▶ PROBLEM REQUIREMENTS: Please scale everything from the start of the records down to the line containing "[[44, 356]]", both included: repeat those lines with their requests, multiplying each coordinate in the answers by 0.55 and rounding to whole numbers, halves up, while leaving the sample pairs in the requests unchanged. Omit the pictures from your answer.
::::::::::
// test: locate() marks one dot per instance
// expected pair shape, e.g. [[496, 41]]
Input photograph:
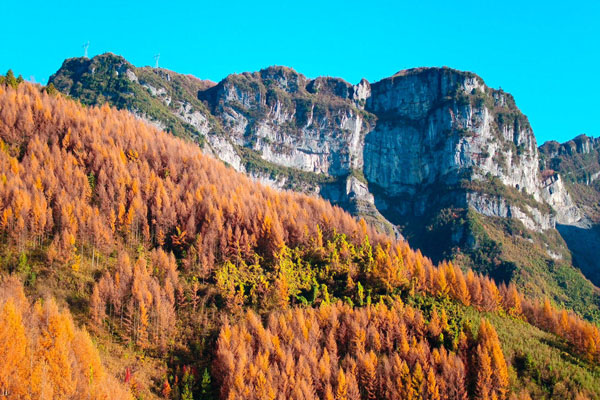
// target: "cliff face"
[[394, 151]]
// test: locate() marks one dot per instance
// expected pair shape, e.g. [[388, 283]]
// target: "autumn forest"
[[133, 266]]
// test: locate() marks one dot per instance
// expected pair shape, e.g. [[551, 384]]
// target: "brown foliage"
[[44, 356]]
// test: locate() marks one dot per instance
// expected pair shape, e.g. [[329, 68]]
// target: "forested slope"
[[197, 281]]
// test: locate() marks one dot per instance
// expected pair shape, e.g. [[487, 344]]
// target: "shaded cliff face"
[[431, 153], [578, 163]]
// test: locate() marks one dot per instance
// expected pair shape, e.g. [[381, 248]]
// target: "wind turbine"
[[85, 47]]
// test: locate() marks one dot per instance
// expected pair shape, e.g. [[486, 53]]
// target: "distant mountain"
[[578, 162], [195, 281], [432, 154]]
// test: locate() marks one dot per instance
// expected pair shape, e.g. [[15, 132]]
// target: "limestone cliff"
[[398, 150]]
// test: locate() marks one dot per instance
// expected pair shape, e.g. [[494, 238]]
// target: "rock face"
[[402, 148]]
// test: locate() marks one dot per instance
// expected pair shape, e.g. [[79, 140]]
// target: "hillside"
[[193, 278], [430, 154], [578, 161]]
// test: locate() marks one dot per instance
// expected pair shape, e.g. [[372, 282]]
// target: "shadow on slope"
[[584, 244]]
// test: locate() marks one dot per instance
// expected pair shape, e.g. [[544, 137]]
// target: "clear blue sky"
[[546, 53]]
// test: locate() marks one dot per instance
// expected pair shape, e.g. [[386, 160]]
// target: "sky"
[[546, 53]]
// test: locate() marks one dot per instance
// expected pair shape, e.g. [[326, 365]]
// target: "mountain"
[[197, 282], [431, 154], [578, 161]]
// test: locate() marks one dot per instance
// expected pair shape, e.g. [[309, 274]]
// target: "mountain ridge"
[[404, 153]]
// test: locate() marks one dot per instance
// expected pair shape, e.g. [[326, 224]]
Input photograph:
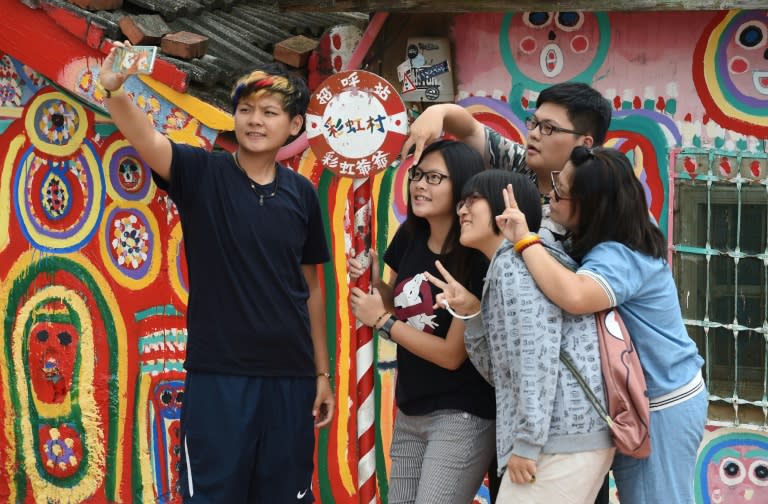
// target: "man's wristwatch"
[[385, 329]]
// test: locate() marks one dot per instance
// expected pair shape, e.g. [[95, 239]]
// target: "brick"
[[184, 45], [144, 29], [295, 51], [95, 5]]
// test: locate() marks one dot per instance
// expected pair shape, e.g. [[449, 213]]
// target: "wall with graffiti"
[[695, 81], [93, 278]]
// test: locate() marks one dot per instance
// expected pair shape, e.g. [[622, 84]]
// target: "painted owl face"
[[52, 352], [740, 475], [744, 51], [554, 46]]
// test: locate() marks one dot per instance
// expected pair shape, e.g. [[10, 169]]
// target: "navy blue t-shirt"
[[247, 312], [424, 387]]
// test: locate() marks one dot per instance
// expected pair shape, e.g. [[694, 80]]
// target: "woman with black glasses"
[[552, 445], [443, 440]]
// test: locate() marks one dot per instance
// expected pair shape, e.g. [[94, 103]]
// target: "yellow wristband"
[[526, 242], [110, 93]]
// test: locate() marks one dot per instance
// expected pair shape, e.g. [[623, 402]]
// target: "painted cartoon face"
[[168, 399], [131, 174], [744, 51], [554, 46], [740, 475], [730, 71], [52, 352]]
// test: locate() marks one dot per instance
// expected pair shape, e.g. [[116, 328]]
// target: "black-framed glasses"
[[555, 177], [433, 178], [468, 201], [547, 128]]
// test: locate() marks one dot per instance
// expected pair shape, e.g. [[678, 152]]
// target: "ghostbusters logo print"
[[413, 303]]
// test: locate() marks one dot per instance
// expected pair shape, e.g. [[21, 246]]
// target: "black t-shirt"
[[423, 387], [247, 312]]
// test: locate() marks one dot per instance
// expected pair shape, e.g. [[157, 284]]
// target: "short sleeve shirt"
[[423, 387], [247, 312]]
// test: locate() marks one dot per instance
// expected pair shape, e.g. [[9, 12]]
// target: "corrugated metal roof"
[[241, 34]]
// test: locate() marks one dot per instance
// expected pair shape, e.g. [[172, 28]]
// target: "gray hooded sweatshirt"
[[515, 344]]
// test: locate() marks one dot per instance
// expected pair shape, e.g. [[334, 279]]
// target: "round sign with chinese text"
[[356, 123]]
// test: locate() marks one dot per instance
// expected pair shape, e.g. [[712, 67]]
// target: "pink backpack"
[[628, 413]]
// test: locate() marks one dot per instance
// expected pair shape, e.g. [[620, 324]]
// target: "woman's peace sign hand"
[[512, 221], [455, 295]]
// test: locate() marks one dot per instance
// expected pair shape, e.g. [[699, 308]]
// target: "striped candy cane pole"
[[366, 435]]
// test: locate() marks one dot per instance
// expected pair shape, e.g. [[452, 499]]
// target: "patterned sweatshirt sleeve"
[[502, 153], [478, 350], [532, 326]]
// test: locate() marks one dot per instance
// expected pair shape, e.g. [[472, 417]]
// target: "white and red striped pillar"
[[366, 433]]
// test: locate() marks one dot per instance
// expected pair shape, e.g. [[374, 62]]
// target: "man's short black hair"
[[588, 110]]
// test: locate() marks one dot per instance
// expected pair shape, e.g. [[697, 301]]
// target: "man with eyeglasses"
[[567, 115]]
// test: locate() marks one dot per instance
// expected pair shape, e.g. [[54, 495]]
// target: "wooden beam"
[[514, 5]]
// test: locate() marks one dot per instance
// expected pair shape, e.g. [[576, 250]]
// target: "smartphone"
[[135, 59]]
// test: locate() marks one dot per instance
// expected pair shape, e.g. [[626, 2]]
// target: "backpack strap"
[[587, 390]]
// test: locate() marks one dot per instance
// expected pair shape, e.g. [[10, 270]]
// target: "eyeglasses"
[[547, 128], [433, 178], [555, 176], [468, 201]]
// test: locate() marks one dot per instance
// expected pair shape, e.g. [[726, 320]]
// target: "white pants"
[[568, 478]]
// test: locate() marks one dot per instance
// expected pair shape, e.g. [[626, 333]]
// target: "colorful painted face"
[[730, 71], [554, 46], [740, 475], [52, 353], [744, 49]]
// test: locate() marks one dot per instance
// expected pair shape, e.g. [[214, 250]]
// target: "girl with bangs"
[[444, 431]]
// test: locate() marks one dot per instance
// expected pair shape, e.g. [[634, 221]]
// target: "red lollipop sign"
[[356, 123]]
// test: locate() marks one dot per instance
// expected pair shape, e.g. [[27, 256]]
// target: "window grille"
[[719, 253]]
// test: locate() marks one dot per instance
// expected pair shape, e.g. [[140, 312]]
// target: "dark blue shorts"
[[247, 439]]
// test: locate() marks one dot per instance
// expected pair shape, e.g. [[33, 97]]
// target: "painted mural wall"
[[93, 278]]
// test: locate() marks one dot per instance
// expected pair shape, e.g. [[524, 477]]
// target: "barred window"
[[719, 257]]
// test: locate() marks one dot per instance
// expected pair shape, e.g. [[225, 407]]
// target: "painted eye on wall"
[[752, 35], [758, 473], [64, 338], [732, 471], [569, 21], [537, 19]]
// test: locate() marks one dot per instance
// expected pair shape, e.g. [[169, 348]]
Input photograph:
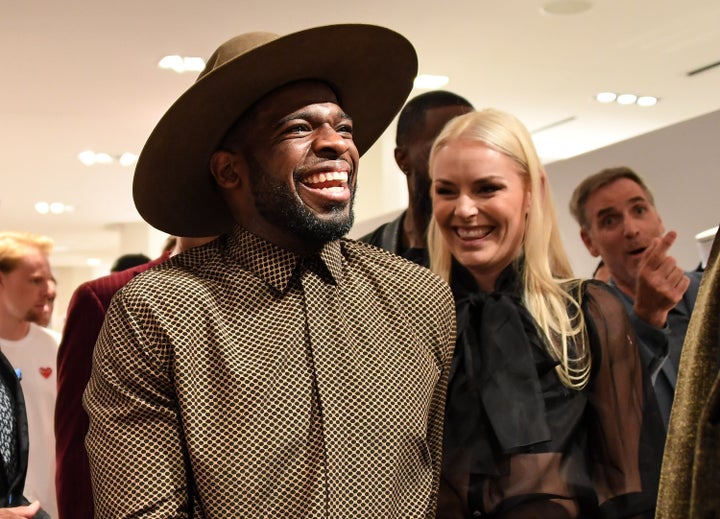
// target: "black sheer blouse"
[[520, 444]]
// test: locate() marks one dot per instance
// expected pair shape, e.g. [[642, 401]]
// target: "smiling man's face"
[[621, 224], [300, 163]]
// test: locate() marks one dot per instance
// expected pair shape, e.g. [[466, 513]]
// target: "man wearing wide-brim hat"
[[280, 370]]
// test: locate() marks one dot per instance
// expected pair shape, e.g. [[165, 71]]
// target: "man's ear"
[[589, 244], [223, 168], [401, 159]]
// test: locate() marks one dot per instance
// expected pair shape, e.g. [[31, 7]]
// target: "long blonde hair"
[[547, 276]]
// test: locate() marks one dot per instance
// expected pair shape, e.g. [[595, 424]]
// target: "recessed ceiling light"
[[430, 81], [182, 64], [606, 97], [565, 7], [646, 101]]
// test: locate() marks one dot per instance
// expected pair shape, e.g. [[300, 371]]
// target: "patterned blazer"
[[689, 485], [85, 316]]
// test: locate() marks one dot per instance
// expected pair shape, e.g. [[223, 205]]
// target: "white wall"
[[681, 165]]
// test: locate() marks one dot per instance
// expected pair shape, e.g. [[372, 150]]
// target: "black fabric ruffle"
[[495, 404]]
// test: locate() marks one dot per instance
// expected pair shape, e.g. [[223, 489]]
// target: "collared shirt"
[[241, 380], [661, 347]]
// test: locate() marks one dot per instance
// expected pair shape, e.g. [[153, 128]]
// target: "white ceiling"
[[82, 74]]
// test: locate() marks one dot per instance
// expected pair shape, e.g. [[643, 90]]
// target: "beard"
[[281, 206]]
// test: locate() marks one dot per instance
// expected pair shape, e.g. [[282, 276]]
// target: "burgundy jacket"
[[85, 316]]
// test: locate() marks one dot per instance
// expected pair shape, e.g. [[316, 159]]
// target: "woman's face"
[[480, 202]]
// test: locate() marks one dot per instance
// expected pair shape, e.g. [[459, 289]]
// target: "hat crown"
[[235, 47]]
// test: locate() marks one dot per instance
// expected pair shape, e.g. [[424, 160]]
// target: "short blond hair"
[[14, 245]]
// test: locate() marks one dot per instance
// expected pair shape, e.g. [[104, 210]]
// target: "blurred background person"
[[549, 412], [31, 349], [419, 122]]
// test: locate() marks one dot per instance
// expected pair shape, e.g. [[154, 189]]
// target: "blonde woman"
[[549, 413]]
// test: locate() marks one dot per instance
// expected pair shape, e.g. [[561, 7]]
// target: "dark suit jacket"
[[85, 316], [689, 484]]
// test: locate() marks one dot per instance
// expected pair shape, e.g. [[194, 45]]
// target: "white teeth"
[[324, 177], [473, 232]]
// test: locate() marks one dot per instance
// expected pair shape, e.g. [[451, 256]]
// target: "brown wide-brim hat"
[[371, 70]]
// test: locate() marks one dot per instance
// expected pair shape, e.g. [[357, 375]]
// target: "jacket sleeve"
[[134, 441], [72, 478]]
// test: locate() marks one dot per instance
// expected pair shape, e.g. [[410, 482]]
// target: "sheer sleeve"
[[625, 429]]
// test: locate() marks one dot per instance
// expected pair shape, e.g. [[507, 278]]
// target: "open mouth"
[[472, 233]]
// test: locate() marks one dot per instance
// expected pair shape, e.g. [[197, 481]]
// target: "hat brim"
[[370, 68]]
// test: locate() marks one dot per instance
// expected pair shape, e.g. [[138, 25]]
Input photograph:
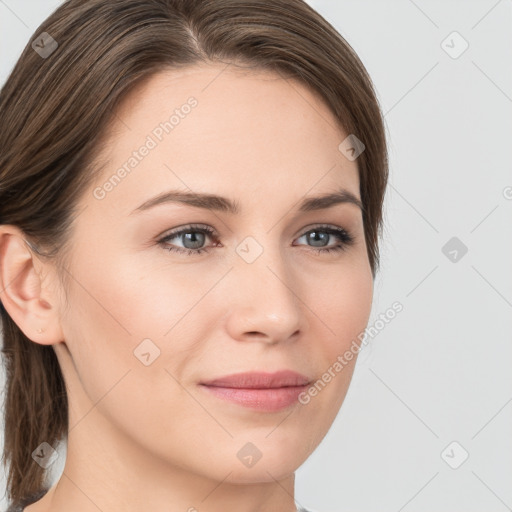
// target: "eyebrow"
[[223, 204]]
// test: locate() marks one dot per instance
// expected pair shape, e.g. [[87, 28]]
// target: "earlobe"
[[22, 290]]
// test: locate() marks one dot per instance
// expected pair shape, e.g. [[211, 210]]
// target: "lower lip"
[[267, 400]]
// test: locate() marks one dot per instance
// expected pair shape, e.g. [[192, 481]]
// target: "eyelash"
[[346, 239]]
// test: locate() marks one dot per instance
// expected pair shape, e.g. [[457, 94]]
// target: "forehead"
[[224, 130]]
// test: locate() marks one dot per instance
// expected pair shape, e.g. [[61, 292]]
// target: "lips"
[[260, 380], [265, 392]]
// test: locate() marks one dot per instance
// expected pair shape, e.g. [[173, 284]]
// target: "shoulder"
[[20, 506]]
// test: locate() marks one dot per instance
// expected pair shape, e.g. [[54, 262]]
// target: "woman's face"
[[146, 326]]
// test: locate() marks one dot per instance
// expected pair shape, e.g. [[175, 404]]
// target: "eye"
[[321, 234], [193, 238]]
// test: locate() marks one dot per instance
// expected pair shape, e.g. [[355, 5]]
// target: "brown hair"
[[55, 108]]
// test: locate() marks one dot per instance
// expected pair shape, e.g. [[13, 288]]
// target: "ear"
[[27, 298]]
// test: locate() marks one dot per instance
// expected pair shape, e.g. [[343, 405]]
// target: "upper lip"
[[260, 380]]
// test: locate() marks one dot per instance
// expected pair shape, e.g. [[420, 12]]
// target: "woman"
[[190, 203]]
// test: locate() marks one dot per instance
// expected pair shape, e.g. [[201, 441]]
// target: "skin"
[[148, 437]]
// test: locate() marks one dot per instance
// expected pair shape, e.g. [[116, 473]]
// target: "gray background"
[[439, 372]]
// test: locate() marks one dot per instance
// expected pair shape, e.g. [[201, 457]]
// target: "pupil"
[[314, 235], [193, 238]]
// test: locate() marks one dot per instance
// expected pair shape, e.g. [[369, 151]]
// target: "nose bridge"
[[265, 299]]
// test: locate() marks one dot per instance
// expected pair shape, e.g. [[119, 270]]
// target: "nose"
[[263, 304]]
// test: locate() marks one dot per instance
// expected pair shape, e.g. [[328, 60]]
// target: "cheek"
[[344, 307]]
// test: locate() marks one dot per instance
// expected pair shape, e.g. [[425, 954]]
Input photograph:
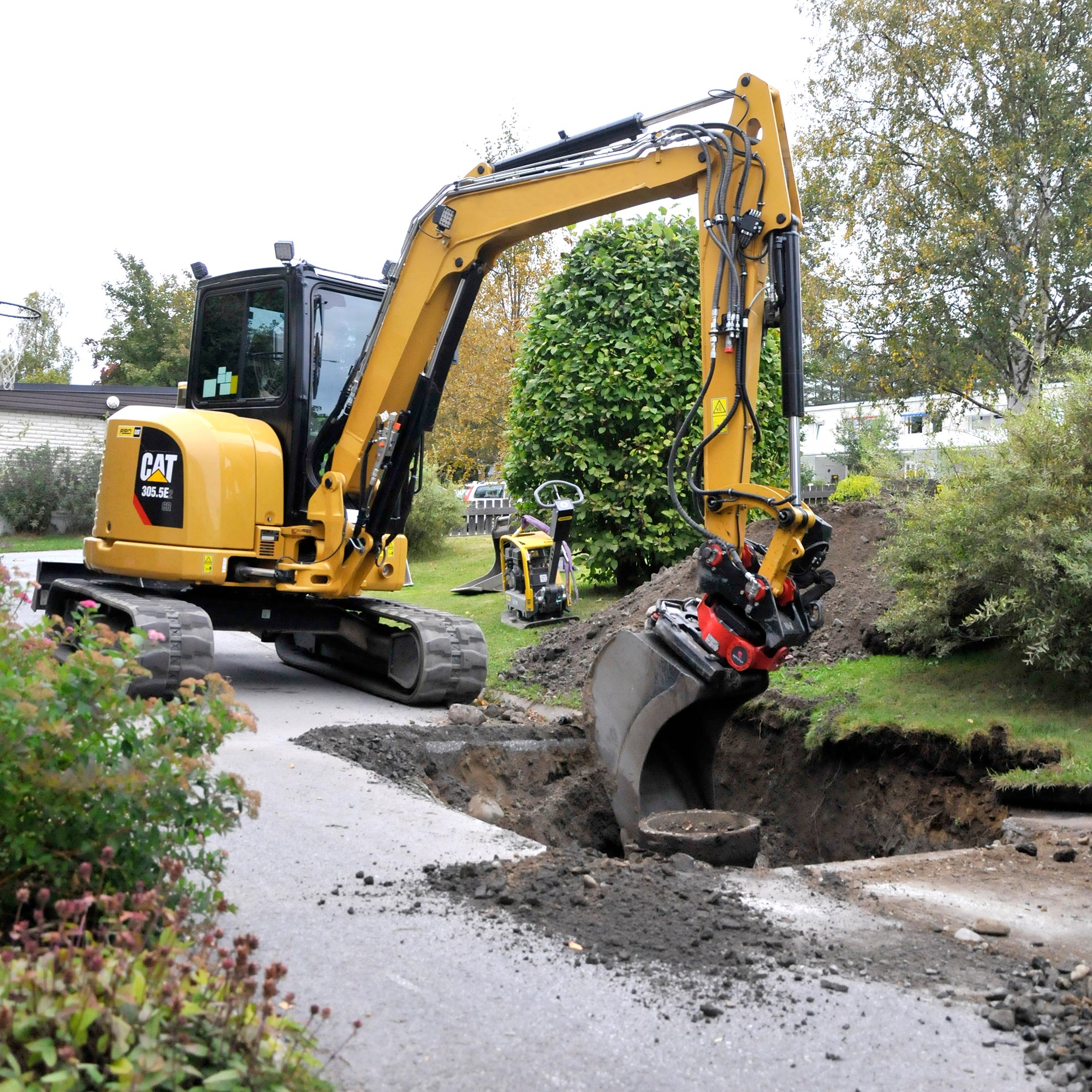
::::::::::
▶ WRITTEN SOLUTION:
// test: locate() marks one dot per instance
// expected pair shape, e.g. [[496, 41]]
Input photograph:
// target: "cliff face"
[[217, 83]]
// test: locate() marks one dot per instance
// expected pair shape, e.g. [[388, 283]]
// target: "autumn forest"
[[73, 146]]
// test: locate() marks one dot per instance
// expected pair shape, e.g. [[551, 384]]
// target: "brown foliage"
[[24, 196]]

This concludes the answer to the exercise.